→ **Passage given**
Linux-mm Archive on lore.kernel.org
 help / color / Atom feed
From: Dave Chinner <david@fromorbit.com>
To: Brian Foster <bfoster@redhat.com>
Cc: linux-xfs@vger.kernel.org, linux-mm@kvack.org,
	linux-fsdevel@vger.kernel.org
Subject: Re: [PATCH 25/26] xfs: rework unreferenced inode lookups
Date: Thu, 17 Oct 2019 12:24:38 +1100
Message-ID: <20191017012438.GK16973@dread.disaster.area> (raw)
In-Reply-To: <20191014130719.GE12380@bfoster>

On Mon, Oct 14, 2019 at 09:07:19AM -0400, Brian Foster wrote:
> On Wed, Oct 09, 2019 at 02:21:23PM +1100, Dave Chinner wrote:
> > From: Dave Chinner <dchinner@redhat.com>
> > 
> > Looking up an unreferenced inode in the inode cache is a bit hairy.
> > We do this for inode invalidation and writeback clustering purposes,
> > which is all invisible to the VFS. Hence we can't take reference
> > counts to the inode and so must be very careful how we do it.
> > 
> > There are several different places that all do the lookups and
> > checks slightly differently. Fundamentally, though, they are all
> > racy and inode reclaim has to block waiting for the inode lock if it
> > loses the race. This is not very optimal given all the work we;ve
> > already done to make reclaim non-blocking.
> > 
> > We can make the reclaim process nonblocking with a couple of simple
> > changes. If we define the unreferenced lookup process in a way that
> > will either always grab an inode in a way that reclaim will notice
> > and skip, or will notice a reclaim has grabbed the inode so it can
> > skip the inode, then there is no need for reclaim to need to cycle
> > the inode ILOCK at all.
> > 
> > Selecting an inode for reclaim is already non-blocking, so if the
> > ILOCK is held the inode will be skipped. If we ensure that reclaim
> > holds the ILOCK until the inode is freed, then we can do the same
> > thing in the unreferenced lookup to avoid inodes in reclaim. We can
> > do this simply by holding the ILOCK until the RCU grace period
> > expires and the inode freeing callback is run. As all unreferenced
> > lookups have to hold the rcu_read_lock(), we are guaranteed that
> > a reclaimed inode will be noticed as the trylock will fail.
> > 
> > 
> > Additional research notes on final reclaim locking before free
> > --------------------------------------------------------------
> > 
> > 2016: 1f2dcfe89eda ("xfs: xfs_inode_free() isn't RCU safe")
> > 
> > Fixes situation where the inode is found during RCU lookup within
> > the freeing grace period, but critical structures have already been
> > freed. lookup code that has this problem is stuff like
> > xfs_iflush_cluster.

→ **Your goal**
Reproduce the portion of the patch discussion between "On Mon, Oct" and "a bit hairy.", inclusive.

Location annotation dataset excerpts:
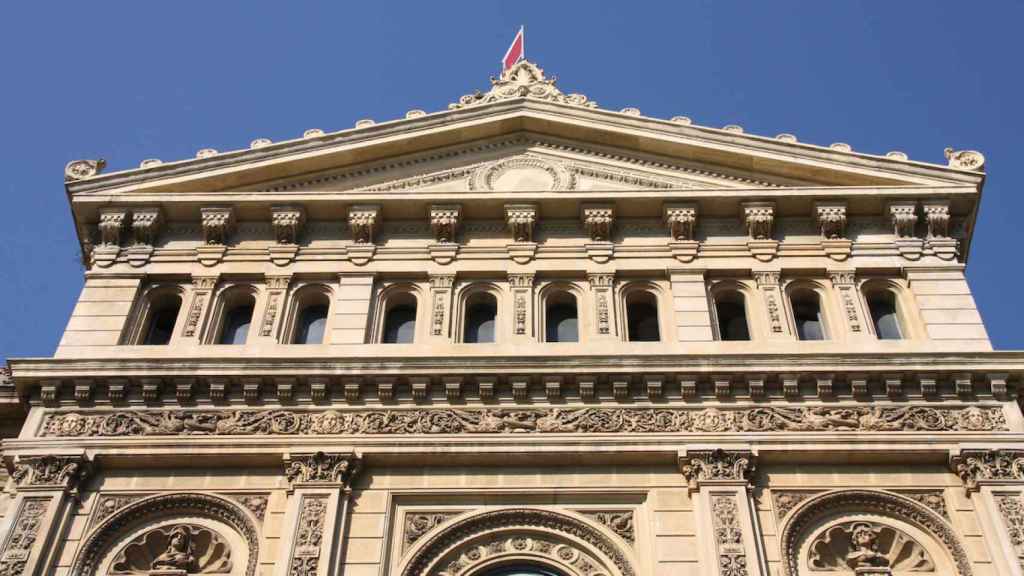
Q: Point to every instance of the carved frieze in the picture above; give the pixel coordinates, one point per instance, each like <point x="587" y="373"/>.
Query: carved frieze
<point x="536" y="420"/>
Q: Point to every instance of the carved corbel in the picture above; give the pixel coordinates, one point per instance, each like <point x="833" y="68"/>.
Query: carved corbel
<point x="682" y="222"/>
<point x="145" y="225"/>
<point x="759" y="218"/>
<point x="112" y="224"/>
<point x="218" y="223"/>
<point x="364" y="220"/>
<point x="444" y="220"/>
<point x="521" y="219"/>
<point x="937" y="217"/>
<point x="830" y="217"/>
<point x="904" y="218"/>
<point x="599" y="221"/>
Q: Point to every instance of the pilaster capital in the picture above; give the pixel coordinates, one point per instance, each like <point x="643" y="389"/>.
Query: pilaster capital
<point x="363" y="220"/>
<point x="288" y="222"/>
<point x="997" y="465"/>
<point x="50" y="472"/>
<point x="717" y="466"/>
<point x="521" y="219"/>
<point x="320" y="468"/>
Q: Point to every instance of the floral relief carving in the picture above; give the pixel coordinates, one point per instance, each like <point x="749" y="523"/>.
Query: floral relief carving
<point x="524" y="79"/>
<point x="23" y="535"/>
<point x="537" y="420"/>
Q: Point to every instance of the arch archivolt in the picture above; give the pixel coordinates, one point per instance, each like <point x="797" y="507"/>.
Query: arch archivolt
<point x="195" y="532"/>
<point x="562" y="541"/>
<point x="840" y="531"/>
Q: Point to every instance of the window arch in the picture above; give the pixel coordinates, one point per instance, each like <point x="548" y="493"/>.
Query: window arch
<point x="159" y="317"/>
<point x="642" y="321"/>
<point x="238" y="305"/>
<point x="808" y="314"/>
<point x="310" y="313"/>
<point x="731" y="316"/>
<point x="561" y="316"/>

--

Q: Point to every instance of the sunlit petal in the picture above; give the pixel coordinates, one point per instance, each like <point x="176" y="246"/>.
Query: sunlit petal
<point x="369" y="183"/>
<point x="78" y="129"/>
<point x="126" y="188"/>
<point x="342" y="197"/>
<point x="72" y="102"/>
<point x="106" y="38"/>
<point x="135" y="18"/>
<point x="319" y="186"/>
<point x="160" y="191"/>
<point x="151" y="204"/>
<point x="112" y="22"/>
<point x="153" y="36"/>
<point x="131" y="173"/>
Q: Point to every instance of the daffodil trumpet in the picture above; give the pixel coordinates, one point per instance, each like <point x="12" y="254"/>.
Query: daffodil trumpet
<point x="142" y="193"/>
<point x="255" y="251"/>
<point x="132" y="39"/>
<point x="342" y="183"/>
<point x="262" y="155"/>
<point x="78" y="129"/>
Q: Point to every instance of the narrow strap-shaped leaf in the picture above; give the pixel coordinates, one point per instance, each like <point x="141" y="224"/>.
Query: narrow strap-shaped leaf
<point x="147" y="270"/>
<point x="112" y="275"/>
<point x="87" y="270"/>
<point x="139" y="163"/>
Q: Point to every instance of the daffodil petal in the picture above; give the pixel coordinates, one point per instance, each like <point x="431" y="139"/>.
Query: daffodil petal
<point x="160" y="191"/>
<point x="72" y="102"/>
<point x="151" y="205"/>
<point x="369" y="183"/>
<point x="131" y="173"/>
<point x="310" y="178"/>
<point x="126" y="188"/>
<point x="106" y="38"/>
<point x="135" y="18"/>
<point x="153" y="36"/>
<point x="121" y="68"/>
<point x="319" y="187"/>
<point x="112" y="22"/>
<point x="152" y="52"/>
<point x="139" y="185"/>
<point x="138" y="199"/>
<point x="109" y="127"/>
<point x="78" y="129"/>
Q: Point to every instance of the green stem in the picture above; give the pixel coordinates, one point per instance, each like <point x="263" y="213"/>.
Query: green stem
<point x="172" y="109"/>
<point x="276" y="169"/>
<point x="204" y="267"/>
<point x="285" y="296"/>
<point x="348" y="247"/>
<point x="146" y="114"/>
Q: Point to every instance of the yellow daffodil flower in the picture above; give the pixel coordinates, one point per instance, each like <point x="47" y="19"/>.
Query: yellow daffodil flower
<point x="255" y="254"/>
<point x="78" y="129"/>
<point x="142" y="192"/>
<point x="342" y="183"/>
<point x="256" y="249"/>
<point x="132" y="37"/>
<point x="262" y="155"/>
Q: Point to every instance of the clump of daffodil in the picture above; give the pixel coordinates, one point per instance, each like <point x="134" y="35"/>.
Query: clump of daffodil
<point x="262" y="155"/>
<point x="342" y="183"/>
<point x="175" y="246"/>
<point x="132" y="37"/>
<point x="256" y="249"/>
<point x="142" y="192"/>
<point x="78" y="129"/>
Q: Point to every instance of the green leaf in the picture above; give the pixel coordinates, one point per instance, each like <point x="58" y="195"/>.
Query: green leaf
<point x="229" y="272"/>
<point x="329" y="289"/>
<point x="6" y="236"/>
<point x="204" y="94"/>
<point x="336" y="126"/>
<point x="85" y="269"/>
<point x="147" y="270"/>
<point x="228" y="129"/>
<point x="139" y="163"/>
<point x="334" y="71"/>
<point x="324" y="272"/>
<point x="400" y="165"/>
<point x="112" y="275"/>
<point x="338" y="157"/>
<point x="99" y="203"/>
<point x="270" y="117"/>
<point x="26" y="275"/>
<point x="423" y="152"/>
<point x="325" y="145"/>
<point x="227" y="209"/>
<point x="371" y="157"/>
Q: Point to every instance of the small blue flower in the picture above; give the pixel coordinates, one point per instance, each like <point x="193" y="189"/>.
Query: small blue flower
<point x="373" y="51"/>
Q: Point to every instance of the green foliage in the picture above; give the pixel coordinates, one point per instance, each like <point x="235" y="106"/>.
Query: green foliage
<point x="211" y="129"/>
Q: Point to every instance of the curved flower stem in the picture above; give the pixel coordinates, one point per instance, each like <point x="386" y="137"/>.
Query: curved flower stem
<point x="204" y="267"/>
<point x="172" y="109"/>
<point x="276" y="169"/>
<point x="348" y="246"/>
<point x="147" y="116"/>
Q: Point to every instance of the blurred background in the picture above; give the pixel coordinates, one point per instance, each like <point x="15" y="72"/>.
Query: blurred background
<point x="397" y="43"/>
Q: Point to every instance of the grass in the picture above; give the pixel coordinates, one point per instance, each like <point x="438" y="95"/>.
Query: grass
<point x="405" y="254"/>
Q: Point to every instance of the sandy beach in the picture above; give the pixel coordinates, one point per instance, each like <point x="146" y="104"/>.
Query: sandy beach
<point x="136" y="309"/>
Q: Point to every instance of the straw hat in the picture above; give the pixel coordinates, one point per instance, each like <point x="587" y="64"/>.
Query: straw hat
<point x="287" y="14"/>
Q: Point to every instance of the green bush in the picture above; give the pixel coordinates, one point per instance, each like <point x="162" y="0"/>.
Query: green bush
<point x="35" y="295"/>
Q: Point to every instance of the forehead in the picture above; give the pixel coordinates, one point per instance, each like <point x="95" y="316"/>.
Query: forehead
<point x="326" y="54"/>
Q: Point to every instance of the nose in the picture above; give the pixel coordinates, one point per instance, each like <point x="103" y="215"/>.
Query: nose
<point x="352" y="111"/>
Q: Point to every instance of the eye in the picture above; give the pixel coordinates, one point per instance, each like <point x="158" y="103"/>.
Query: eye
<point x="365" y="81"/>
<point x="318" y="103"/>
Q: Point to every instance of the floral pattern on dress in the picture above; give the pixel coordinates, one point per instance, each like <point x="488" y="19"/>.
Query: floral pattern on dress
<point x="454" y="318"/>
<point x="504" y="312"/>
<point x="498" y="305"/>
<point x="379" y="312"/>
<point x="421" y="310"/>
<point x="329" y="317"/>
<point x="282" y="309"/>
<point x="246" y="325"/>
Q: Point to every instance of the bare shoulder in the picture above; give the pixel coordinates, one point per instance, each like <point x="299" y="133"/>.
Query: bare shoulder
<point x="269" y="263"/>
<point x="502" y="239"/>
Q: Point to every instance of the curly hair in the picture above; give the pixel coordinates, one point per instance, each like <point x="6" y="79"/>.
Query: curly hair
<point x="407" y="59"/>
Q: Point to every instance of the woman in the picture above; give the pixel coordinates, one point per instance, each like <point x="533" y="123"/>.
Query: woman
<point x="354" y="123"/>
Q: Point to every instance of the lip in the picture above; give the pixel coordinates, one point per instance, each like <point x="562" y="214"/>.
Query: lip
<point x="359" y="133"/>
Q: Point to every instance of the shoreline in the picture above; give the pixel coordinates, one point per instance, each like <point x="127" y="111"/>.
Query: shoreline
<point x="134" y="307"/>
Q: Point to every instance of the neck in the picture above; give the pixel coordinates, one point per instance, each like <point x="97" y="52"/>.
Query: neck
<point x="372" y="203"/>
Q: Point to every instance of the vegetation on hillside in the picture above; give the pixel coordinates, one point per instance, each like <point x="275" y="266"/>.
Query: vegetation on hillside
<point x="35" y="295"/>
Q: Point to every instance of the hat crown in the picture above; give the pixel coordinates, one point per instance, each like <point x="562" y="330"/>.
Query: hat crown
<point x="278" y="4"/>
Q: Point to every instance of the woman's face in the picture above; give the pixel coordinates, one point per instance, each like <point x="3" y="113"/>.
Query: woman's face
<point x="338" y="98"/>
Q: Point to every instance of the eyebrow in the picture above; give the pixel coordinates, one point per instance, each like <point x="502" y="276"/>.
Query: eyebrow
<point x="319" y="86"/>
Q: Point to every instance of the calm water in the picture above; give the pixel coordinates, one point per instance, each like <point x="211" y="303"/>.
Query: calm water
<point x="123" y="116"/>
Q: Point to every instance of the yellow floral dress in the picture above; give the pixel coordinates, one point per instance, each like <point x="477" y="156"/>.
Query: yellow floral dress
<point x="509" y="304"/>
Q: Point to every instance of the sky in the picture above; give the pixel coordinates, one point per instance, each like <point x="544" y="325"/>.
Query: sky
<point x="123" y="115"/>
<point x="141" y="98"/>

* * *

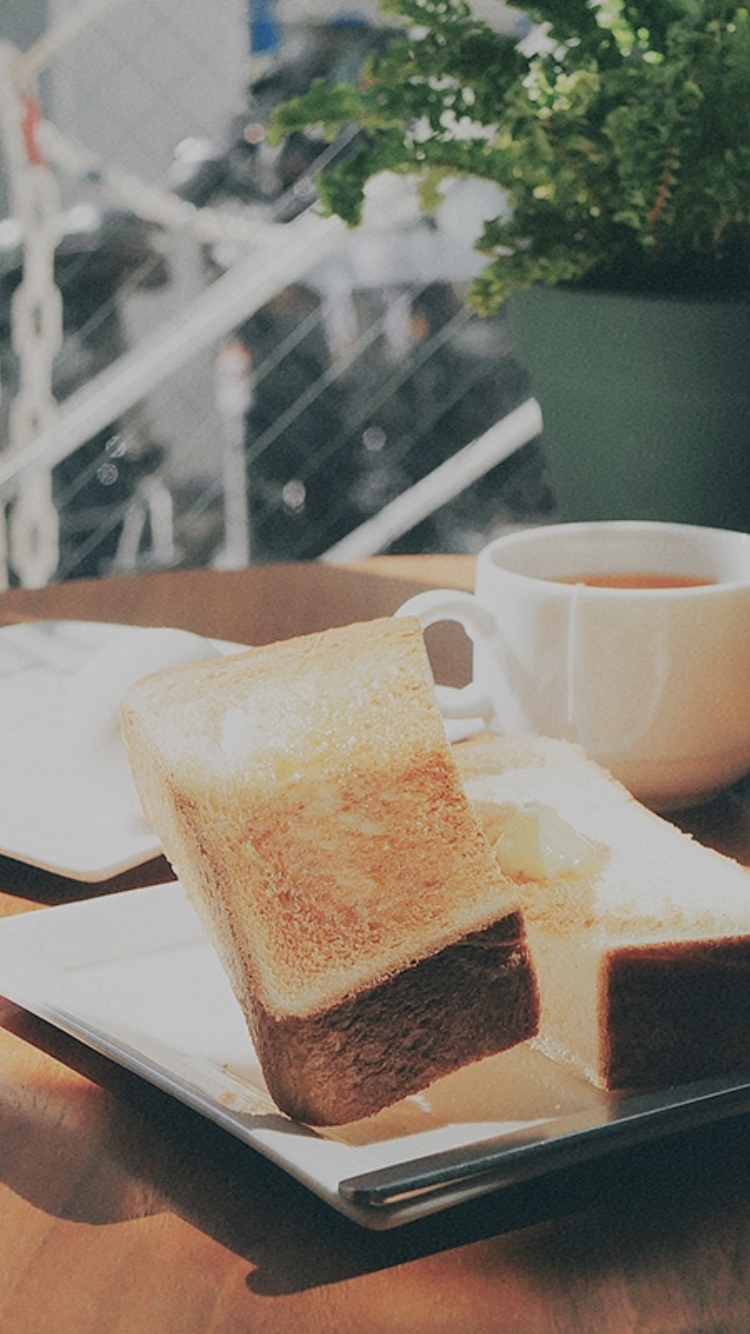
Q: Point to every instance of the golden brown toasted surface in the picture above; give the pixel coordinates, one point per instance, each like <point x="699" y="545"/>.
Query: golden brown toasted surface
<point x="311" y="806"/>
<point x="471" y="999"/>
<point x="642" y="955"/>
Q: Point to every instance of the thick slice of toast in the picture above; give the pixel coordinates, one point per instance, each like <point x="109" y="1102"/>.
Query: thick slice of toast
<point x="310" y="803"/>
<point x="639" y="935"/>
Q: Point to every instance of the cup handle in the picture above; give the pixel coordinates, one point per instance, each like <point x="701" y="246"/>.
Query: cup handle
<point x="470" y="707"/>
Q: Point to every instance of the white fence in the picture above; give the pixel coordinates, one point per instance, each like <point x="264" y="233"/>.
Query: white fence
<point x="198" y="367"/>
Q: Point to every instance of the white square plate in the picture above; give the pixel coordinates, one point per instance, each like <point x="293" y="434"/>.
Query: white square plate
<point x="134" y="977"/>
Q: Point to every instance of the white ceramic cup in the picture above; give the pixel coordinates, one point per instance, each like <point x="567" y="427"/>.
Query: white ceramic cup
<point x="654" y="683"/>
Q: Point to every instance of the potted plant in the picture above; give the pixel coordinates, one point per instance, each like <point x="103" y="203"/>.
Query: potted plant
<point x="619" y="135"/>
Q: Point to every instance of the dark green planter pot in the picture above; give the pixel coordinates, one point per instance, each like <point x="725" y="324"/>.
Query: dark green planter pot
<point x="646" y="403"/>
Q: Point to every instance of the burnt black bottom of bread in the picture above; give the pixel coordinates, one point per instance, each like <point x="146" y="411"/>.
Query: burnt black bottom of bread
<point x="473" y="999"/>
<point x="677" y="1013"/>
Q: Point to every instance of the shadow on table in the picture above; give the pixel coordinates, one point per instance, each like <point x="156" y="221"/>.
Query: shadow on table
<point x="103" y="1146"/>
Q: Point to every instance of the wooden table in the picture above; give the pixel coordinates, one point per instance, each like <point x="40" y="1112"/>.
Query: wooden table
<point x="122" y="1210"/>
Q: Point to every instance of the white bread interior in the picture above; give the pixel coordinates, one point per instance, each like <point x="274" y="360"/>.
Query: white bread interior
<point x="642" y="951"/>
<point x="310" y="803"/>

→ **Complete response**
On Mon, Oct 14, 2019 at 09:07:19AM -0400, Brian Foster wrote:
> On Wed, Oct 09, 2019 at 02:21:23PM +1100, Dave Chinner wrote:
> > From: Dave Chinner <dchinner@redhat.com>
> > 
> > Looking up an unreferenced inode in the inode cache is a bit hairy.